**Document text:**

Social Commentary: Returning to NZ – Our identity – Brand Mika – Brand Maori



NYC, Paris, London, Ponsonby. Nah doesn’t sound right does it?
AUCKLAND is her own city. Embracing difference would give her an edge. Sadly in my travels I’ve discovered that many countries have hot thermal pools, majestic mountains, pristine lakes, lush natural forests, and what more we aren’t the only ones marketing these.
I have felt for a long time that one of our vital points of difference is relative safety and the fact that as a whole NZer’s are pretty hospitable. Our service is crap, yet we are a pretty good bunch. Now saying we are crap is not derogatory – its true, even at a 5 star resort in NZ you might come across this scenario
YOU: “Can I have a glass of water”
SERVICE PERSON: “yea its over there in the jug 45m away” Rather than the service person actually going over to get the water for you, they nicely tell you where to go get your water. That’s not a bad thing, we are a small country – Sydney is bigger in population than our whole country.
So being small makes us more chilled, relaxed, easy going. How many times when a tourist has their stuff stolen does it make headline news and we (as a collective nation) go buy them new stuff.

**Input data:**
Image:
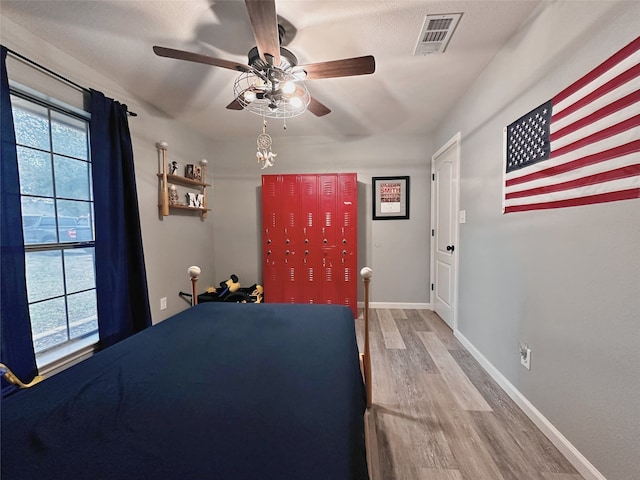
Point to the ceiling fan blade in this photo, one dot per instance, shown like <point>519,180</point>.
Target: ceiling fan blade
<point>317,108</point>
<point>200,58</point>
<point>235,105</point>
<point>347,67</point>
<point>264,22</point>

**Questions to answer:**
- A) In the social commentary on New Zealand identity, which city does the writer say has a bigger population than the whole country?
- B) Resume the social commentary on New Zealand identity after its final sentence.

**Exercise answers:**
- A) Sydney

- B)
I want to write about NZ on global scale. We aren’t isolated anymore and people know more about us than we do before they arrive – thanks to the joys of the internet.
NZ emulating what Canada, America, Australia, UK have in architecture; shopping malls and street names doesn’t make us a unique destination.
We aren’t cheap either – no we are not.
More Maori themed buildings – Hawaii, Thailand, Tokyo even NYC have their unique stamp on who they are.
So who are we?
Come on NZ who are we?
I have heard time and time again its Maori. On one hand yes it is. However its also who we are as a people. My Pakeha sister runs a nice café in South Canterbury just south of Timaru STABLES café and bar. She doesn’t say “Kia ora” however she does greet people with the south island hospitality that we know as being part NZ.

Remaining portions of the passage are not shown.